In the records below, swap every "white" for "cream" and leave all other text untouched.

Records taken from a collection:
================================

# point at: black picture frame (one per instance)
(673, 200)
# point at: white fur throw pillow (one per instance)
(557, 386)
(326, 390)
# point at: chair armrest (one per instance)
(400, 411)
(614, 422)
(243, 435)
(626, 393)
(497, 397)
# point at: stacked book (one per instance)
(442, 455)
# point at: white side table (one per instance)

================================

__CORRECT ANSWER__.
# point at: black picture frame (one per instance)
(673, 200)
# point at: cream fur throw pillow (one per instance)
(557, 386)
(326, 390)
# point at: chair armrest (one per instance)
(400, 411)
(614, 422)
(243, 435)
(626, 393)
(497, 397)
# point at: stacked book (one per instance)
(442, 455)
# point at: cream side table (one per instance)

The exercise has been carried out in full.